Entries pointing to named objects:
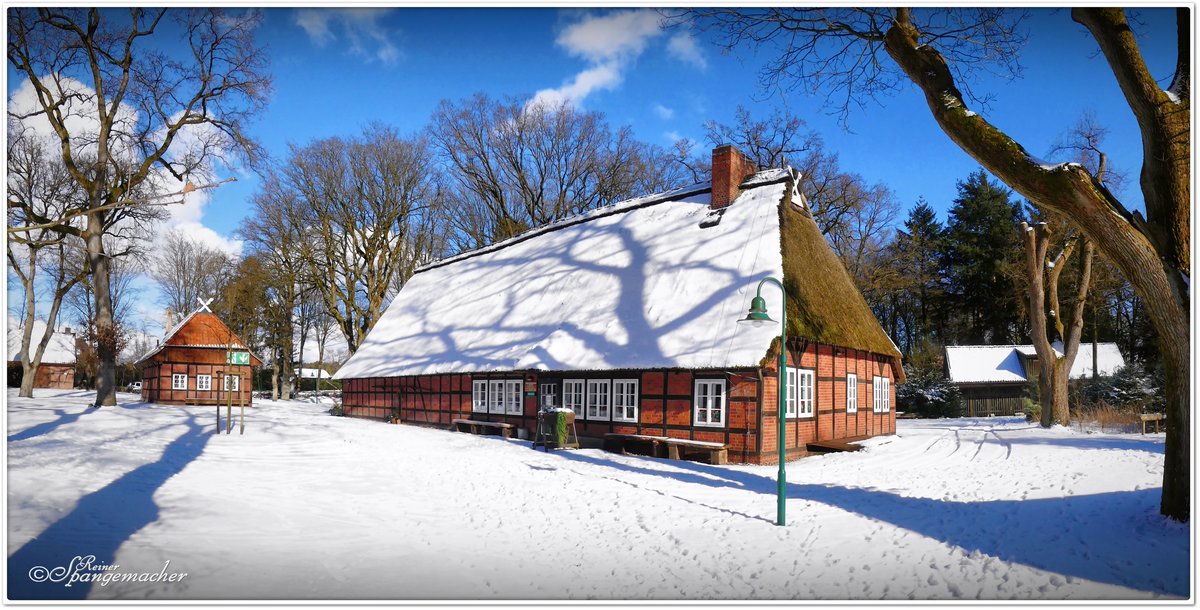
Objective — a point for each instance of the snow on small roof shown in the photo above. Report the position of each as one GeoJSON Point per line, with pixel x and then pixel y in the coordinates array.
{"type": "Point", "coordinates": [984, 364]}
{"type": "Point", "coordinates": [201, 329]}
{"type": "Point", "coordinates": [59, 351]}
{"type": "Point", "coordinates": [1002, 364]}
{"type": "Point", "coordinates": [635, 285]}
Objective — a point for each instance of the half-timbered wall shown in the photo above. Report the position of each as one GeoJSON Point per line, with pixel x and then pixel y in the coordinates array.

### Required task
Format every line of the material above as a numbered list, skipping blank lines. Leave the pictures out.

### Task response
1. Objective — a point for each instance of the snow on small roof shown in the photo above. Report the position of each as one GeoJSON Point per line, with pixel x and then pixel y in the coordinates array.
2. {"type": "Point", "coordinates": [984, 364]}
3. {"type": "Point", "coordinates": [201, 329]}
4. {"type": "Point", "coordinates": [59, 351]}
5. {"type": "Point", "coordinates": [1002, 364]}
6. {"type": "Point", "coordinates": [635, 285]}
7. Objective — a point for each instance of the half-timbered wall shown in the photo above. Report the position of each as one GeoJSON Point per line, with pixel x and then pixel y in the coordinates array.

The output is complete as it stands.